[The task]
Count the lines in the records below that contain the string "people", with case significant. Reply with the number alone.

>> Begin Supplied material

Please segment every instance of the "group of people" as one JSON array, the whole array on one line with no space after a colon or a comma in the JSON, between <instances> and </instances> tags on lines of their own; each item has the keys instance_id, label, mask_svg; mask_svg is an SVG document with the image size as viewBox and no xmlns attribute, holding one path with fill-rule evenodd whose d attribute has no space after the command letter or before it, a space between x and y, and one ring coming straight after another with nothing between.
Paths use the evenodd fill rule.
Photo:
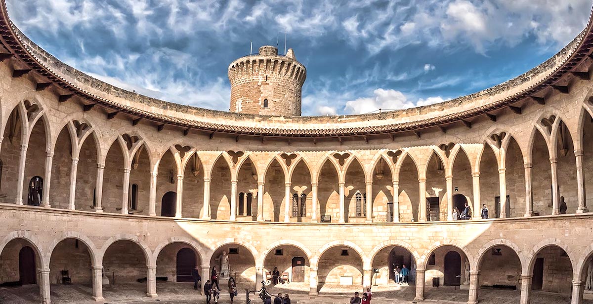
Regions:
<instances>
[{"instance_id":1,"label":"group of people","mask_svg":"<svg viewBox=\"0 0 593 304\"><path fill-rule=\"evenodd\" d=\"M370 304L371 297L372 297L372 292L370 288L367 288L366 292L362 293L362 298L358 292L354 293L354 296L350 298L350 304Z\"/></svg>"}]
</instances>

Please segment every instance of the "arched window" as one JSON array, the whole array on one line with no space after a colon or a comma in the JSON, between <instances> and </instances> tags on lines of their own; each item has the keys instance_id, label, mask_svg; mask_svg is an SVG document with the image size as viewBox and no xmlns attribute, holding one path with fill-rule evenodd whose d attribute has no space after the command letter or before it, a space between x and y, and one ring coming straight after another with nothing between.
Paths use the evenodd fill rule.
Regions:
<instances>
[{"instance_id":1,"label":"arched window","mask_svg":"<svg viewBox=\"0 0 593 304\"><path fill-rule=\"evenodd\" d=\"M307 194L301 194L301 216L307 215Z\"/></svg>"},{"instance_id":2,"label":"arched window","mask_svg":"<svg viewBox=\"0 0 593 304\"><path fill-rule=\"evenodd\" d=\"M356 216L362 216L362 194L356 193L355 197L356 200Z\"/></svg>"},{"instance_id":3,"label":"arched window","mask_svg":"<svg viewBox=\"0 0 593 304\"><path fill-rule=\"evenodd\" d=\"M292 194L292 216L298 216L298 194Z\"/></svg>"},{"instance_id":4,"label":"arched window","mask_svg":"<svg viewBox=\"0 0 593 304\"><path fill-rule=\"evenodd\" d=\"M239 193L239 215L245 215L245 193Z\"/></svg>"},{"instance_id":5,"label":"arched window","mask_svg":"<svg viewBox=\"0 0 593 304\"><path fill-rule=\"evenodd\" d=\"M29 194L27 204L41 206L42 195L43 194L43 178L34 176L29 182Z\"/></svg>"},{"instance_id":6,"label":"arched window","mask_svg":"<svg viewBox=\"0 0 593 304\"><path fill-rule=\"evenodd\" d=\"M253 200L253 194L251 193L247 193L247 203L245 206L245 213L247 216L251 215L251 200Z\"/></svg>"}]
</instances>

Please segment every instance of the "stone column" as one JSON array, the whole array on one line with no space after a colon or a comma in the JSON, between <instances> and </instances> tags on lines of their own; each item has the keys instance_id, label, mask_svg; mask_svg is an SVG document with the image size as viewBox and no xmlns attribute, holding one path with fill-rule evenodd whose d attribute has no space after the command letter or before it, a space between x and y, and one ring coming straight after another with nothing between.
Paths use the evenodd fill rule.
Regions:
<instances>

>> End Supplied material

[Worked answer]
2